_DATA SUPPLIED_
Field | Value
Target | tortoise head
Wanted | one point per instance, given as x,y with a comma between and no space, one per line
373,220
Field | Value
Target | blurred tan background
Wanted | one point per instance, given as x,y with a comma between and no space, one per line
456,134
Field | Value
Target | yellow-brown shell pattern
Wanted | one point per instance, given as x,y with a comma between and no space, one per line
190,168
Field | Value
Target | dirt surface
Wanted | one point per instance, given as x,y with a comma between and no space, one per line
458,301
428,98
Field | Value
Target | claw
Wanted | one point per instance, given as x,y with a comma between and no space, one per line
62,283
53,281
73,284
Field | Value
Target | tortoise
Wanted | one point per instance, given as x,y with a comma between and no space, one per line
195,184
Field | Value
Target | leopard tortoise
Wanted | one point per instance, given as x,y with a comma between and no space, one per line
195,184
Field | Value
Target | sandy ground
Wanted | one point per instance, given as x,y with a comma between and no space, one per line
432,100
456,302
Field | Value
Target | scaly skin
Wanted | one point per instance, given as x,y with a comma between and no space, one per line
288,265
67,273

_WHAT THE EXERCISE ASKS_
Every record above must be printed again exactly.

_ANSWER BOX_
Field | Value
Target | tortoise head
Wanted | one point per instance, given as x,y with a comma between and no space, one per line
373,220
Field | Value
Target | blurred tan background
Wanted | one point per instance, given as x,y with a comma between and no space, one per line
456,134
Field | Value
Target | yellow-brown shell pattern
Wanted | one point per instance, given as x,y with a comma between and no space, one per line
190,168
Field | Value
Target | dirt surface
Wanted | one point per instance, given as x,y with a comma between and no space, one per line
458,301
428,98
Field | Value
Target | claw
Wanted | one point per instance, given as x,y with a comma between and no space, one per line
62,283
53,281
73,284
Field | Value
Target | tortoise
Wanted | one point per instance, given as x,y with a comma between and no space, one per line
195,184
Field | Value
Target | leopard tortoise
Wanted | one point per instance, given as x,y with a comma between and no space, one per line
195,184
Field | Value
Target | sandy ground
Wanted | one point per instance, given as x,y with a comma between and no space, one per line
432,100
456,302
Field | Value
Target | scaly skin
Wanted | one point per instance, given as x,y with a comma between and no space, one per line
288,265
67,273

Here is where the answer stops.